**Teks yang Disediakan**:
* * * *

M Sabeth Abilawa
Peneliti Senior Institut Studi Rekayasa Sosial
GM Advokasi Dompet Dhuafa
Tak terasa satu tahun sudah kesepakatan perdagangan bebas antara negara-negara ASEAN dan Cina (ACFTA) diberlakukan. Jika setahun yang lalu saat perjanjian ini dilaksanakan banyak sekali terjadi pro kontra dan perang wacana di media. Kini setelah setahun berlangsung, suara-suara sumbang dan kritik tajam tampak semakin redup.
Kesepakatan ACFTA, diawali dari makin mesranya hubungan antara Cina dan negara-negara ASEAN, terutama setelah ASEAN Ministerial Meeting (AMM) ke-24 pada Juli 1991 di Kuala Lumpur Malaysia. Hubungan ini semakin erat setelah Deklarasi Kerja Sama Strategis untuk Perdamaian dan Kesejahteraan yang ditandatangani dalam ASEAN-Cina Summit di Bali, tujuh tahun silam. Ujungnya, Zona Perdagangan Bebas ASEAN-Cina ini diimplementasikan pada 1 Januari 2010. Pada tahap pertama, hanya melibatkan Cina dan enam negara ASEAN, yaitu Indonesia, Singapura, Malaysia, Thailand, Filipina, dan Brunei Darussalam.
Suara-suara kekahwatiran dari para pelaku usaha di Indonesia saat itu di antaranya adalah kekhawatiran akan serbuan produk-produk Cina yang akan mengancam keberlangsungan industri dalam negeri.
Kecemasan-kecemasan itu muncul bukan tanpa alasan. Meski ekonomi Indonesia sudah teruji dalam menghadapi krisis, namun kita tidak dapat menyangkal bahwa daya saing ekonomi kita masih sangat mengkhawatirkan. Mulai dari kelemahan produk kita dalam melakukan penetrasi ke pasar global, rendahnya tingkat upah, hingga disparitas inflasi dengan negara asing. Kesemuanya itu menunjukkan ketidaksiapan kita menghadapi perdagangan, yang sebenarnya memiliki pangsa pasar total 1,9 miliar orang.

* * * *

**Tugas yang Dikerjakan**:
1 - Tentukan apakah setiap pernyataan berikut sesuai dengan artikel tentang ACFTA di atas, lalu jawab ya atau tidak disertai kutipan persis kata-kata artikel yang menjadi dasarnya. (a) Zona Perdagangan Bebas ASEAN-Cina diimplementasikan pada 1 Januari 2010. (b) Pada tahap pertama, kesepakatan ini melibatkan seluruh negara ASEAN. (c) Setelah setahun berlangsung, kritik tajam terhadap kesepakatan ini semakin kuat.
2 - Salinlah tanpa perubahan bagian artikel tentang ACFTA di atas, dari "Suara-suara kekahwatiran dari" hingga "1,9 miliar orang.".

**Data Tercatat**:
* * * *

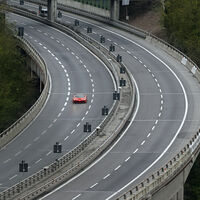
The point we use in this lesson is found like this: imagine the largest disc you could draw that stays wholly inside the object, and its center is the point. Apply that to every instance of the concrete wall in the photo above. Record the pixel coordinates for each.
(85, 7)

* * * *

**Jawaban Latihan**:
1 -
(a) Ya: "Ujungnya, Zona Perdagangan Bebas ASEAN-Cina ini diimplementasikan pada 1 Januari 2010."
(b) Tidak: "Pada tahap pertama, hanya melibatkan Cina dan enam negara ASEAN, yaitu Indonesia, Singapura, Malaysia, Thailand, Filipina, dan Brunei Darussalam."
(c) Tidak: "Kini setelah setahun berlangsung, suara-suara sumbang dan kritik tajam tampak semakin redup."

2 -
Suara-suara kekahwatiran dari para pelaku usaha di Indonesia saat itu di antaranya adalah kekhawatiran akan serbuan produk-produk Cina yang akan mengancam keberlangsungan industri dalam negeri.
Kecemasan-kecemasan itu muncul bukan tanpa alasan. Meski ekonomi Indonesia sudah teruji dalam menghadapi krisis, namun kita tidak dapat menyangkal bahwa daya saing ekonomi kita masih sangat mengkhawatirkan. Mulai dari kelemahan produk kita dalam melakukan penetrasi ke pasar global, rendahnya tingkat upah, hingga disparitas inflasi dengan negara asing. Kesemuanya itu menunjukkan ketidaksiapan kita menghadapi perdagangan, yang sebenarnya memiliki pangsa pasar total 1,9 miliar orang.